### STATED EXERCISE 1
Find and copy each line in the rows below that contains the word "caver".

### TEXT SHOWN
○ ○ ○ ○ ○

People
Director: Trevor Stack is an anthropologist who is working on citizenship. He has a book forthcoming on the relation of citizenship to historical knowledge; he is working on a series of articles on notions of citizenship in Mexico and California, and he is writing a chapter in a volume that he is co-editing on the idea of religion as an issue for citizenship.
Deputy Matyas Bodig is a legal theorist who has a long-standing interest in the relation of citizenship to rule of law.
Christopher Brittain is a Lecturer in Practical Theology, with an interest in political and social theology. He has published articles on the concept of the 'secular' and on the work of Talal Asad. His research interests include the relationship between religious identity and civic identity in pluralistic democratic societies. He is currently engaged in field research on the global conflict over homosexuality within the Anglican Communion.
Brian Brock is a theologian and ethicist with a particular interest in political theology. He is a core member of the Centre for Spirituality, Health and Disability and a contributor to the recent Religious-Secular Distinctions conference at the British Academy.
Ben Davies is a lecturer in the Business School whose interests lie in the relationships between individual decision making, institutions, and theories of governance related particularly to environmental issues.
Liz Curtis is a lecturer in Education and has a background in anthropology and education. She has a particular interest in Citizenship Education and is collaborating in the CISRUL's 2013 workshop on Citizenship Education.
Nigel Dower is a philosopher with a strong interest in global citizenship and issues of global responsibility. Although global citizenship can be expressed through involvement in NGOs in global civil society, currently its expression is for more people in 'globally oriented citizenship' (Parekh) within their own countries, that is by being active and engaged citizens trying to influence the direction of government policies and public attitudes within their own political and social communities. He has published on global ethics, including development, the environment, human rights, peace & security, and global citizenship.
Karin Friedrich focuses on the theory and practice of citizenship in the context of mixed monarchy and parliamentarianism in early modern Polish-Lithuanian Commonwealth. Her research relates to a wider picture of the long-term contribution of pre-modern civil society to reform and modernisation, the development of the rule of law, and modern forms of political engagement. She is co-director of the Centre for Early Modern Studies.

○ ○ ○ ○ ○

### RAW DATA
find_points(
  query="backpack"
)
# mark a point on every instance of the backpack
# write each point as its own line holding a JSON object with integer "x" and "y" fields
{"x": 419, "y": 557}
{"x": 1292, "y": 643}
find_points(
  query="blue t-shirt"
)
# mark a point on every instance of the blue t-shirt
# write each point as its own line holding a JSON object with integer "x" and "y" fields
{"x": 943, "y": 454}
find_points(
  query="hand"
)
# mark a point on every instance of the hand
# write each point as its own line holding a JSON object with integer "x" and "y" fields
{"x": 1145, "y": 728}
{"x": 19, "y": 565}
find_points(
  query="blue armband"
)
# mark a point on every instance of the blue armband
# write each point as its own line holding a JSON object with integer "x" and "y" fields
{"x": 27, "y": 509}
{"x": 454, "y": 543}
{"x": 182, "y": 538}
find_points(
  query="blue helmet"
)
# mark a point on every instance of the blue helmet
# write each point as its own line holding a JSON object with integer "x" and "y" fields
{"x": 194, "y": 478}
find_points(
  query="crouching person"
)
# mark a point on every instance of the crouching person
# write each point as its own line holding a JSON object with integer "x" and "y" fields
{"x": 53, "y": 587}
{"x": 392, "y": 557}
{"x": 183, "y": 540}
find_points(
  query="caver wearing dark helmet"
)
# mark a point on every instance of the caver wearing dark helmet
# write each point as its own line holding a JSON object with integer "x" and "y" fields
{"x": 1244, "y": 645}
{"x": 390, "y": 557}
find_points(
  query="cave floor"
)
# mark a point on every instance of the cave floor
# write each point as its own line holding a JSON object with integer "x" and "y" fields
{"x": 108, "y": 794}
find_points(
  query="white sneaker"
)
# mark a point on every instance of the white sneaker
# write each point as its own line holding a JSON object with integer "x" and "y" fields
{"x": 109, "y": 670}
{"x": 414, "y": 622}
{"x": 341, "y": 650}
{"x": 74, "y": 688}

○ ○ ○ ○ ○

### STATED EXERCISE 2
Turn the paragraph in the profiles above that begins "Nigel Dower is a philosopher" into a short bulleted list that keeps its main facts.

### EXERCISE RESULT 1
  query="caver wearing dark helmet"
# mark a point on every instance of the caver wearing dark helmet

### EXERCISE RESULT 2
- Philosopher with a strong interest in global citizenship and issues of global responsibility
- Global citizenship can be expressed through involvement in NGOs in global civil society.
- For more people, it is currently expressed as "globally oriented citizenship" (Parekh) within their own countries. This means being active, engaged citizens who try to influence government policies and public attitudes in their own political and social communities.
- Has published on global ethics, including development, the environment, human rights, peace and security, and global citizenship